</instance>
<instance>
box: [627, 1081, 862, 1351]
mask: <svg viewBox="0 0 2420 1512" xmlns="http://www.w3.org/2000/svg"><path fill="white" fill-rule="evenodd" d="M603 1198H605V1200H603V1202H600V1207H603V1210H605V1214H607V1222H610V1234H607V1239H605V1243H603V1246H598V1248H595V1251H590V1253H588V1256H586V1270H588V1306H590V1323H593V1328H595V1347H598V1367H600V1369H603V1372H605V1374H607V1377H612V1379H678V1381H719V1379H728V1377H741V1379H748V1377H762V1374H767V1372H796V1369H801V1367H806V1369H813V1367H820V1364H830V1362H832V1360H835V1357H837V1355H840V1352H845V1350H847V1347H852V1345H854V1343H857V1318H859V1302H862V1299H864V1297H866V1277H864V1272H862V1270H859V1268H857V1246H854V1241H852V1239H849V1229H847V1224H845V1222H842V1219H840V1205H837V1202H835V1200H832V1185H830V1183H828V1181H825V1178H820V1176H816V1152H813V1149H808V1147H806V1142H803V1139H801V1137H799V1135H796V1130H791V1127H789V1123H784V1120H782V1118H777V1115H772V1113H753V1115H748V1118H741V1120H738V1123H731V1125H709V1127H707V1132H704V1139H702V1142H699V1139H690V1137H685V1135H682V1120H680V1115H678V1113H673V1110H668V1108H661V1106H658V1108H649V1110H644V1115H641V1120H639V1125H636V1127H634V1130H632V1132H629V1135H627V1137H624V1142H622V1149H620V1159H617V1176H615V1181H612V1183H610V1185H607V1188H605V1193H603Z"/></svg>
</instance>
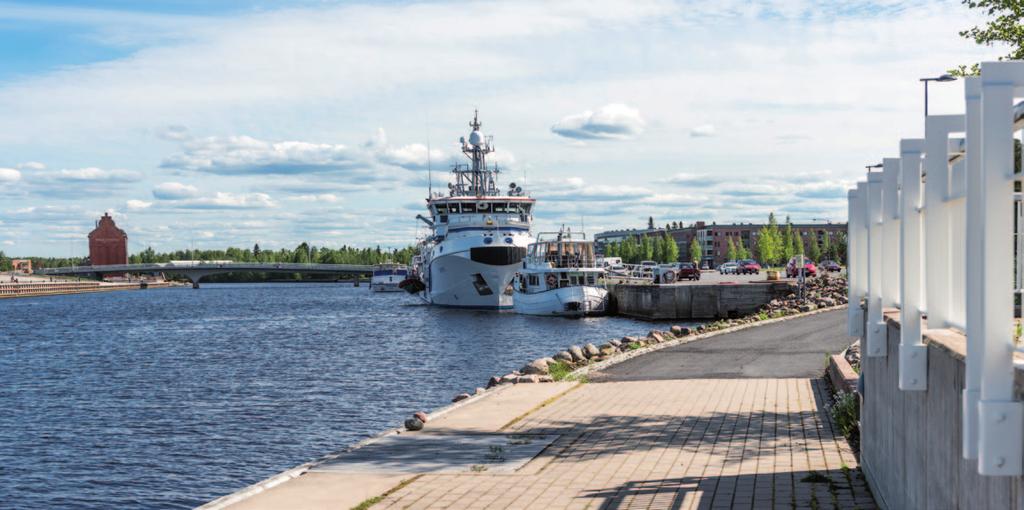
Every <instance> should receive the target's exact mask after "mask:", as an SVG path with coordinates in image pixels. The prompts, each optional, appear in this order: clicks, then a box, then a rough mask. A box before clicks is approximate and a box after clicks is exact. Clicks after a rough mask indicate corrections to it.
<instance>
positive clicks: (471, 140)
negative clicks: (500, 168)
mask: <svg viewBox="0 0 1024 510" xmlns="http://www.w3.org/2000/svg"><path fill="white" fill-rule="evenodd" d="M480 126H482V124H481V123H480V119H479V112H478V111H476V110H474V111H473V120H472V122H470V123H469V127H470V128H472V129H473V131H472V132H471V133H469V139H468V140H467V139H466V138H465V137H463V138H460V139H459V141H461V142H462V154H464V155H466V157H467V158H469V160H470V162H471V164H470V165H468V166H467V165H456V166H455V168H453V172H455V173H456V175H457V182H458V184H457V185H456V186H455V187H454V188H453V190H452V195H453V196H463V197H487V196H494V195H497V194H498V189H497V187H496V186H495V177H496V174H497V173H498V168H497V167H492V168H487V155H488V154H490V153H494V152H495V147H494V145H492V137H490V136H484V135H483V134H482V133H480Z"/></svg>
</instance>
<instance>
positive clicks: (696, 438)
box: [374, 379, 876, 510]
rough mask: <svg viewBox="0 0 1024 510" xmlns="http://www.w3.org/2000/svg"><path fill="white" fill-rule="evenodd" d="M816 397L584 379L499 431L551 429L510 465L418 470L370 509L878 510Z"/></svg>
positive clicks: (727, 384)
mask: <svg viewBox="0 0 1024 510" xmlns="http://www.w3.org/2000/svg"><path fill="white" fill-rule="evenodd" d="M825 398H826V392H825V390H824V388H823V383H822V382H821V381H819V380H808V379H690V380H667V381H643V382H616V383H602V384H597V383H591V384H584V385H581V386H580V387H579V388H578V389H574V390H572V391H570V392H568V393H566V394H564V395H563V396H561V397H560V398H558V399H556V400H555V401H554V402H552V403H550V405H549V406H546V407H544V408H542V409H540V410H538V411H536V412H534V413H530V414H528V415H527V416H526V417H525V418H522V419H520V420H519V421H515V422H514V423H512V424H510V425H507V426H505V427H503V428H502V431H504V432H509V433H523V434H526V433H557V434H560V437H559V438H558V439H557V440H556V441H555V442H554V443H553V444H552V445H551V447H550V448H548V449H547V450H546V451H545V452H544V453H543V454H541V456H539V457H538V458H536V459H534V460H532V461H530V462H529V463H527V464H526V465H525V466H524V467H523V468H522V469H520V470H519V471H517V472H515V473H487V472H486V471H480V472H467V473H458V474H425V475H422V476H419V477H417V478H415V479H414V481H412V482H411V483H409V484H408V485H404V486H403V487H401V488H400V490H398V491H395V492H393V493H392V494H390V495H388V496H387V497H386V498H384V500H383V501H381V502H380V503H378V504H377V505H375V506H374V509H375V510H376V509H378V508H381V509H383V508H415V509H425V508H552V509H555V508H602V509H616V508H645V509H648V508H649V509H677V508H787V509H788V508H865V509H866V508H876V505H874V502H873V500H872V499H871V497H870V494H869V493H868V490H867V487H866V483H865V481H864V480H863V478H862V476H861V475H860V470H859V469H858V468H857V461H856V459H855V458H854V456H853V453H852V452H851V450H850V447H849V444H847V442H846V440H845V439H844V438H842V437H841V436H838V434H837V433H836V432H835V431H834V429H833V426H831V423H830V421H829V420H828V418H827V416H826V414H825V413H824V411H823V408H824V406H823V402H824V399H825ZM436 431H437V432H441V430H436Z"/></svg>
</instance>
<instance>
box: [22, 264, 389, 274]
mask: <svg viewBox="0 0 1024 510" xmlns="http://www.w3.org/2000/svg"><path fill="white" fill-rule="evenodd" d="M373 268H374V266H373V265H368V264H306V263H293V262H280V263H279V262H270V263H257V262H197V263H173V262H159V263H152V264H112V265H79V266H68V267H49V268H45V269H40V270H38V271H36V272H37V273H40V274H76V273H78V274H83V273H93V272H176V271H186V270H195V269H200V270H213V269H225V270H237V271H253V272H260V271H283V272H288V271H295V272H309V271H316V272H371V271H373Z"/></svg>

WORK TASK: Any picture among the entries must be skipped; copy all else exactly.

RESULT FOR THIS EXERCISE:
</instance>
<instance>
box: [627, 1081, 862, 1351]
mask: <svg viewBox="0 0 2420 1512" xmlns="http://www.w3.org/2000/svg"><path fill="white" fill-rule="evenodd" d="M603 1198H605V1200H603V1202H600V1207H603V1210H605V1214H607V1222H610V1234H607V1239H605V1243H603V1246H598V1248H595V1251H590V1253H588V1256H586V1270H588V1306H590V1323H593V1328H595V1347H598V1367H600V1369H603V1372H605V1374H607V1377H612V1379H678V1381H719V1379H728V1377H741V1379H748V1377H762V1374H767V1372H796V1369H801V1367H806V1369H813V1367H820V1364H830V1362H832V1360H835V1357H837V1355H840V1352H845V1350H847V1347H852V1345H854V1343H857V1318H859V1302H862V1299H864V1297H866V1277H864V1272H862V1270H859V1268H857V1246H854V1241H852V1239H849V1229H847V1224H845V1222H842V1219H840V1205H837V1202H835V1200H832V1185H830V1183H828V1181H825V1178H820V1176H816V1152H813V1149H808V1147H806V1142H803V1139H801V1137H799V1135H796V1130H791V1127H789V1123H784V1120H782V1118H777V1115H772V1113H753V1115H748V1118H741V1120H738V1123H731V1125H709V1127H707V1132H704V1139H702V1142H699V1139H690V1137H685V1135H682V1120H680V1115H678V1113H673V1110H668V1108H661V1106H658V1108H649V1110H644V1115H641V1120H639V1125H636V1127H634V1130H632V1132H629V1135H627V1137H624V1142H622V1149H620V1159H617V1176H615V1181H612V1183H610V1185H607V1188H605V1193H603Z"/></svg>
</instance>
Every <instance> should receive the target's exact mask after "mask:", as an SVG path with coordinates in image pixels. The prompts, each optional, appear in this order: clicks, then a box, then a rough mask. A box before clicks is approximate and a box after clicks is exact. Clicks after a rough mask indicate corrections to it.
<instance>
positive clicks: (471, 140)
negative clicks: (500, 168)
mask: <svg viewBox="0 0 1024 510" xmlns="http://www.w3.org/2000/svg"><path fill="white" fill-rule="evenodd" d="M480 126H482V124H481V123H480V119H479V112H478V111H476V110H474V111H473V120H472V122H470V123H469V127H470V128H472V129H473V131H472V132H471V133H469V139H468V140H467V139H466V138H465V137H463V138H460V139H459V141H461V142H462V154H464V155H466V157H467V158H469V160H470V162H471V164H470V165H468V166H467V165H456V166H455V168H453V172H455V173H456V175H457V182H458V184H457V185H456V186H455V187H454V188H453V190H452V195H453V196H463V197H487V196H494V195H497V194H498V189H497V187H496V186H495V177H496V174H497V173H498V168H497V167H492V168H487V155H488V154H490V153H494V152H495V147H494V145H492V137H490V136H484V135H483V134H482V133H480Z"/></svg>
</instance>
<instance>
positive clicks: (696, 438)
box: [374, 379, 876, 510]
rough mask: <svg viewBox="0 0 1024 510" xmlns="http://www.w3.org/2000/svg"><path fill="white" fill-rule="evenodd" d="M816 397L584 379L499 431L551 429L510 465L418 470L370 509L878 510Z"/></svg>
positive clicks: (727, 384)
mask: <svg viewBox="0 0 1024 510" xmlns="http://www.w3.org/2000/svg"><path fill="white" fill-rule="evenodd" d="M825 398H826V392H825V390H824V388H823V383H822V382H821V381H819V380H808V379H690V380H667V381H643V382H616V383H602V384H597V383H591V384H584V385H581V386H580V387H579V388H578V389H574V390H572V391H570V392H568V393H566V394H564V395H563V396H561V397H560V398H558V399H556V400H555V401H554V402H552V403H550V405H549V406H546V407H544V408H542V409H540V410H538V411H536V412H534V413H530V414H528V415H527V416H526V417H525V418H522V419H520V420H519V421H515V422H514V423H512V424H510V425H507V426H505V427H503V428H502V431H504V432H509V433H523V434H526V433H557V434H560V437H559V438H558V439H557V440H556V441H555V442H554V443H553V444H552V445H551V447H550V448H548V449H547V450H546V451H545V452H544V453H543V454H541V456H539V457H538V458H536V459H534V460H532V461H530V462H529V463H527V464H526V465H525V466H524V467H523V468H522V469H520V470H519V471H517V472H515V473H487V472H486V471H480V472H467V473H458V474H425V475H422V476H419V477H417V478H415V479H414V481H412V482H411V483H409V484H408V485H404V486H403V487H401V488H400V490H398V491H395V492H393V493H392V494H390V495H388V496H387V497H386V498H384V500H383V501H381V502H380V503H378V504H377V505H375V506H374V509H375V510H376V509H378V508H381V509H383V508H415V509H425V508H552V509H555V508H602V509H616V508H645V509H648V508H649V509H677V508H787V509H788V508H865V509H866V508H876V505H874V502H873V500H872V499H871V497H870V494H869V493H868V490H867V487H866V483H865V481H864V480H863V478H862V476H861V475H860V470H859V469H858V468H857V461H856V459H855V458H854V456H853V453H852V452H851V450H850V447H849V444H847V442H846V440H845V439H844V438H842V437H841V436H838V434H837V433H836V432H835V431H834V429H833V426H831V423H830V421H829V420H828V418H827V416H826V414H825V413H824V411H823V408H824V406H823V402H824V399H825ZM436 431H437V432H441V430H436Z"/></svg>
</instance>
<instance>
box: [22, 264, 389, 274]
mask: <svg viewBox="0 0 1024 510" xmlns="http://www.w3.org/2000/svg"><path fill="white" fill-rule="evenodd" d="M373 268H374V266H373V265H368V264H306V263H293V262H280V263H279V262H270V263H257V262H197V263H173V262H159V263H152V264H112V265H79V266H68V267H49V268H45V269H40V270H38V271H36V272H37V273H40V274H76V273H78V274H83V273H93V272H176V271H186V270H195V269H200V270H213V269H225V270H237V271H253V272H260V271H283V272H288V271H295V272H309V271H316V272H371V271H373Z"/></svg>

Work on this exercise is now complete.